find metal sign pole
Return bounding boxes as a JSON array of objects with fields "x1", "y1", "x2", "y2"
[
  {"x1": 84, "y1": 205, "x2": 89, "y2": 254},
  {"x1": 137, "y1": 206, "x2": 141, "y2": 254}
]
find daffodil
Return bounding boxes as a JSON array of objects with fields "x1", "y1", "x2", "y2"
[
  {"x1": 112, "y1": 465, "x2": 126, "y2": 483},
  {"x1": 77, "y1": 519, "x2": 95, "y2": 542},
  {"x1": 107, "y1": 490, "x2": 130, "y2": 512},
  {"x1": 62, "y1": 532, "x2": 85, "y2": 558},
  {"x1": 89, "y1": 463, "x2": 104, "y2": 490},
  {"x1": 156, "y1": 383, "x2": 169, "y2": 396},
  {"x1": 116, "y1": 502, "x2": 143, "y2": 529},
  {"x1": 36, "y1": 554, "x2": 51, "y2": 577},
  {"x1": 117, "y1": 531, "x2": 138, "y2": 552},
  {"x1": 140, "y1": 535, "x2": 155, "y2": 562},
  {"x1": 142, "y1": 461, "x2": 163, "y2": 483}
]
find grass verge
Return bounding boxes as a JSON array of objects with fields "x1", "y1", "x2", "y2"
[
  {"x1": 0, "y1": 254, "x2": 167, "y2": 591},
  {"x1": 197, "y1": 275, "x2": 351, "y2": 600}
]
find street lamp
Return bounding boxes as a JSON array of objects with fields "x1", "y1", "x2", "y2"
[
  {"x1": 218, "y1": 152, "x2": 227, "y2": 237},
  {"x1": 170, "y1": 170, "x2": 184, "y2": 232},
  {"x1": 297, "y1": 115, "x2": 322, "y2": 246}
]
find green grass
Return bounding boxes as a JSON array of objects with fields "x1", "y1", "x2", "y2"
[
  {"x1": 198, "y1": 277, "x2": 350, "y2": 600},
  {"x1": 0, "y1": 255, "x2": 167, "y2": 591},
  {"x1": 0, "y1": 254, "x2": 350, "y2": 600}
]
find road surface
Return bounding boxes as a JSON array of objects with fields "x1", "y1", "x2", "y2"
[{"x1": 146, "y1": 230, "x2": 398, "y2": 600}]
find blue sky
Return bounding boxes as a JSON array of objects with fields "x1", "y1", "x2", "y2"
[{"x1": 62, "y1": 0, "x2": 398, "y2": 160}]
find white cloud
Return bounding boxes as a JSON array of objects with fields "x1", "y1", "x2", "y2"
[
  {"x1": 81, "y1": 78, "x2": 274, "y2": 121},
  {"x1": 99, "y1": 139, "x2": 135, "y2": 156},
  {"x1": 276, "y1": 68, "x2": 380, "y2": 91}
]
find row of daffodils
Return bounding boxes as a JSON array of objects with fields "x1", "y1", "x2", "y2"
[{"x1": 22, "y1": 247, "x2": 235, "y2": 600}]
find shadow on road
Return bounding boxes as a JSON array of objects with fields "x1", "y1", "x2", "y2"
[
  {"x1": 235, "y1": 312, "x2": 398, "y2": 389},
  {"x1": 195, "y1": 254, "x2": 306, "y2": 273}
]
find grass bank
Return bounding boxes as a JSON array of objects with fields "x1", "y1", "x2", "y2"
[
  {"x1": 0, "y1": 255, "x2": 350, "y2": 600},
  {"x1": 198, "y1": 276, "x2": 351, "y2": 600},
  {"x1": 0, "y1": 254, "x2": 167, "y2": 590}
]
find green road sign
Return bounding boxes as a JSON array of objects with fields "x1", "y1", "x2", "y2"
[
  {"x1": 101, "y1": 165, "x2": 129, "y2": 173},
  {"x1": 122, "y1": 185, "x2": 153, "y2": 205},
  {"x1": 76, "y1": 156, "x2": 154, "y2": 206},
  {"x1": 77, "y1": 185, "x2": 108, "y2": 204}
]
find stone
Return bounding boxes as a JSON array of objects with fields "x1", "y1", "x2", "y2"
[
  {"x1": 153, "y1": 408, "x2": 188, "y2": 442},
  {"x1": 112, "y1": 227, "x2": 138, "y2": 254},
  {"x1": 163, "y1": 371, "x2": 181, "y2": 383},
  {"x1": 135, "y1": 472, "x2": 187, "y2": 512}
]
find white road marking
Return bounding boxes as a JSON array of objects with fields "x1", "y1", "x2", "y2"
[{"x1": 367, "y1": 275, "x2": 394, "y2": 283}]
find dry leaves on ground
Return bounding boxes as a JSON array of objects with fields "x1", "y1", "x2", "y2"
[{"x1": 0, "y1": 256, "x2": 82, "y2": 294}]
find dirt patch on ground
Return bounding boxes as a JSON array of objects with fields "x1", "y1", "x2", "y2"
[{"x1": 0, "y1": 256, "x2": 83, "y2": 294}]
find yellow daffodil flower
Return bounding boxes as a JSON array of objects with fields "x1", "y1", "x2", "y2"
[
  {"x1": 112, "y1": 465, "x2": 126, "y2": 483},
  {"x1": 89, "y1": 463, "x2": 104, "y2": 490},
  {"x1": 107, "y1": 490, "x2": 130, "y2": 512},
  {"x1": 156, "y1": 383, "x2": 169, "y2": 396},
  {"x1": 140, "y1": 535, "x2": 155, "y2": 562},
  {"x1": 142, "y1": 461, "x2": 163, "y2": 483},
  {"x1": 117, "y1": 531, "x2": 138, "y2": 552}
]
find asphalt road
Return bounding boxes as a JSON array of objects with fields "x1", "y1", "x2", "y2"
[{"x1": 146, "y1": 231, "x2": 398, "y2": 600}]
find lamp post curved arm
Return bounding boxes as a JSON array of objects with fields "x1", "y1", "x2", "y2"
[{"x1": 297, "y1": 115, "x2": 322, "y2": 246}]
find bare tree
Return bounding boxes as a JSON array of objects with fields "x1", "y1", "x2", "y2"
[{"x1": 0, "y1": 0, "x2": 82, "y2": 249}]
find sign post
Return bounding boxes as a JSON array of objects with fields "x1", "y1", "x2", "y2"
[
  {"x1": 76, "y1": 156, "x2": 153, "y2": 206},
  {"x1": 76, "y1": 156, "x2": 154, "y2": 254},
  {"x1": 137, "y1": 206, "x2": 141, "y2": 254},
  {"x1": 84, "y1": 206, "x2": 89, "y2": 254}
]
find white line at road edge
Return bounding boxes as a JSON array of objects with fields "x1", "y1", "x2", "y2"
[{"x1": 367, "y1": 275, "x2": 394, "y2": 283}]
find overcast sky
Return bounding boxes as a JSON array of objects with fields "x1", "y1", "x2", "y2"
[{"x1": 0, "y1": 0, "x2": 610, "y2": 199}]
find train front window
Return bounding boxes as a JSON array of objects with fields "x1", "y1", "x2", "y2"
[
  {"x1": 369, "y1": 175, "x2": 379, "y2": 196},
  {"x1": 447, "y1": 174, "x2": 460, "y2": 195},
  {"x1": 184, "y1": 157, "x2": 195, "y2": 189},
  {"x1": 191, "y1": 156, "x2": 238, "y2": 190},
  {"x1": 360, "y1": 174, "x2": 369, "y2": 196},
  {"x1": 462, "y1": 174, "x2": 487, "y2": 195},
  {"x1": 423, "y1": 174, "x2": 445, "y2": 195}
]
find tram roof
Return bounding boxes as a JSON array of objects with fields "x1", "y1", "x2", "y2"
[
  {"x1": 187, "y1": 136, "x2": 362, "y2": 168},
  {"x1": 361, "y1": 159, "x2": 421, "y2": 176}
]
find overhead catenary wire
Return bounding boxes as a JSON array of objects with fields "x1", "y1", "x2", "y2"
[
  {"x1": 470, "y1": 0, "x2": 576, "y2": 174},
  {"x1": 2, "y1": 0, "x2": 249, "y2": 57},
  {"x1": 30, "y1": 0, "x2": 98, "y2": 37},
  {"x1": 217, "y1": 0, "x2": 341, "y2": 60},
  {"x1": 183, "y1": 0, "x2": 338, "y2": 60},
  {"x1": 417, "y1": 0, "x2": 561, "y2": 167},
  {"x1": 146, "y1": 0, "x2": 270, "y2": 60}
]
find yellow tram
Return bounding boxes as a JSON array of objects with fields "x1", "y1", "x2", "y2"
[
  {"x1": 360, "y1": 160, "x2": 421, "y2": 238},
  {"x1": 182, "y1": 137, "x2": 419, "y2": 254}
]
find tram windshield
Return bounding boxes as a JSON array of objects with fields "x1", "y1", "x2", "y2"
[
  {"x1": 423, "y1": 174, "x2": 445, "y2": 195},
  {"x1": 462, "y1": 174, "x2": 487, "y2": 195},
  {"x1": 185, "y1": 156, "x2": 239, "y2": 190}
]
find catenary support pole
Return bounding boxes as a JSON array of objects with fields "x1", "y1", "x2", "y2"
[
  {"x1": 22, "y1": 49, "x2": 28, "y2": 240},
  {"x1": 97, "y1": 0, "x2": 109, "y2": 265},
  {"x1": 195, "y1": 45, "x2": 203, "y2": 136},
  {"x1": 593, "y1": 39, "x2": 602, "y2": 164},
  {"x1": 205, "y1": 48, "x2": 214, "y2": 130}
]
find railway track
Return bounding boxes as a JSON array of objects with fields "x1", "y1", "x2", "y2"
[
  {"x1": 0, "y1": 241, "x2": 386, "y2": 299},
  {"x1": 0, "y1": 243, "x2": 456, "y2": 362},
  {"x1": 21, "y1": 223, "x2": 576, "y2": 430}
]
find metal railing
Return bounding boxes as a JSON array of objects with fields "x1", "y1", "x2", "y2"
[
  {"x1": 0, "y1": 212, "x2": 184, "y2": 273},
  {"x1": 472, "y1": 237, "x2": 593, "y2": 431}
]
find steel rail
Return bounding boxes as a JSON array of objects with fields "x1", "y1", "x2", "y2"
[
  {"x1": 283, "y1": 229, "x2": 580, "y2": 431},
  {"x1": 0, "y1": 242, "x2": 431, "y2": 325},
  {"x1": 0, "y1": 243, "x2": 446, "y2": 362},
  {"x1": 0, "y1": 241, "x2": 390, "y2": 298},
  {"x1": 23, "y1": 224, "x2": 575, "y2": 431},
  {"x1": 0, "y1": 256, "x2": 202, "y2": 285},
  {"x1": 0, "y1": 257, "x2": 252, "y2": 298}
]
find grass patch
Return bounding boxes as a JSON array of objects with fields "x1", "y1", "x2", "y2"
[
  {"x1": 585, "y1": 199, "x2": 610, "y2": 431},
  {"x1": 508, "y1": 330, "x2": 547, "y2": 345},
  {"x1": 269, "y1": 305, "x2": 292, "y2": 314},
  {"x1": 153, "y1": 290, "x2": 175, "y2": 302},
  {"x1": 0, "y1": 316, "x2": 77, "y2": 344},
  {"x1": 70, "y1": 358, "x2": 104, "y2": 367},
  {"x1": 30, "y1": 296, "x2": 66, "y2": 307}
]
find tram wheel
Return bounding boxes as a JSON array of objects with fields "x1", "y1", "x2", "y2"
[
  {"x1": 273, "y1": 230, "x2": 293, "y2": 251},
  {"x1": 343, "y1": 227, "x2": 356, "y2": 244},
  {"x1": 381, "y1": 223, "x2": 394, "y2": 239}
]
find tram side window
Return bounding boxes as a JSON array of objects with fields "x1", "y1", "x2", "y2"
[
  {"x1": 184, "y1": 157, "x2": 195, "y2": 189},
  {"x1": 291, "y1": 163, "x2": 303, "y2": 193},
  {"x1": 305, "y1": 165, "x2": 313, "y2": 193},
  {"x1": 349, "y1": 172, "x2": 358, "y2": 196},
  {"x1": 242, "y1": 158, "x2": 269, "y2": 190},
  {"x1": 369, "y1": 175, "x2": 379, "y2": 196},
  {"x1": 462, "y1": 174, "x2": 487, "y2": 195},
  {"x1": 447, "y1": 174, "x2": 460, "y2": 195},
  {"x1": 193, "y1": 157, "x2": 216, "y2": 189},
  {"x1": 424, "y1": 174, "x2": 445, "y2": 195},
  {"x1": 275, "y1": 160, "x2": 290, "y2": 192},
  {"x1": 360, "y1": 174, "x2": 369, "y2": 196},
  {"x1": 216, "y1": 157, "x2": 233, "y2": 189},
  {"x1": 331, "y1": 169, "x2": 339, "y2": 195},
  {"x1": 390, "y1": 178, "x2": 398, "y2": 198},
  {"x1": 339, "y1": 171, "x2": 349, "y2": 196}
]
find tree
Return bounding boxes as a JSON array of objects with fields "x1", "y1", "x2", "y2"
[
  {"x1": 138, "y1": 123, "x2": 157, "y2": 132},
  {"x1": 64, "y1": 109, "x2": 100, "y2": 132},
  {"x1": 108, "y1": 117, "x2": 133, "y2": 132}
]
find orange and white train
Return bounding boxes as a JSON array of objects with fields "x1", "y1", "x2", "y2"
··········
Short problem:
Could you write out again every line from the one with "find tram side window" through the last line of the rows, both ends included, keeping the lines with no coordinates as they are and offsetting every bounding box coordinate by adding 7?

Problem solution:
find tram side window
Return bounding boxes as a JSON array of objects with fields "x1", "y1", "x2", "y2"
[
  {"x1": 191, "y1": 164, "x2": 202, "y2": 196},
  {"x1": 298, "y1": 170, "x2": 310, "y2": 200},
  {"x1": 312, "y1": 172, "x2": 320, "y2": 200},
  {"x1": 356, "y1": 179, "x2": 365, "y2": 203},
  {"x1": 249, "y1": 165, "x2": 276, "y2": 197},
  {"x1": 376, "y1": 182, "x2": 386, "y2": 203},
  {"x1": 469, "y1": 181, "x2": 494, "y2": 202},
  {"x1": 454, "y1": 181, "x2": 467, "y2": 202},
  {"x1": 200, "y1": 164, "x2": 223, "y2": 196},
  {"x1": 431, "y1": 181, "x2": 452, "y2": 202},
  {"x1": 282, "y1": 167, "x2": 297, "y2": 199},
  {"x1": 367, "y1": 181, "x2": 376, "y2": 203},
  {"x1": 223, "y1": 164, "x2": 240, "y2": 196},
  {"x1": 338, "y1": 176, "x2": 346, "y2": 202},
  {"x1": 397, "y1": 185, "x2": 405, "y2": 205},
  {"x1": 346, "y1": 178, "x2": 356, "y2": 203}
]
find tree
Return bounding boxes as a JSON array of objects with fields "x1", "y1", "x2", "y2"
[
  {"x1": 145, "y1": 130, "x2": 164, "y2": 139},
  {"x1": 71, "y1": 116, "x2": 107, "y2": 139},
  {"x1": 115, "y1": 124, "x2": 140, "y2": 139}
]
find orange and white train
Return bounding boxes as a JSON array of objects with fields "x1", "y1", "x2", "y2"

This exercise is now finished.